- TASK REQUIREMENTS:
Return the records below exactly, leaving nothing out.

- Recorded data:

★ ★ ★ ★

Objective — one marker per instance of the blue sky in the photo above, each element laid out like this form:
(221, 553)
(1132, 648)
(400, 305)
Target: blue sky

★ ★ ★ ★

- EXERCISE ANSWER:
Objective — one marker per instance of the blue sky in the photo above, each element laid out like this form:
(221, 553)
(1132, 648)
(400, 305)
Target: blue sky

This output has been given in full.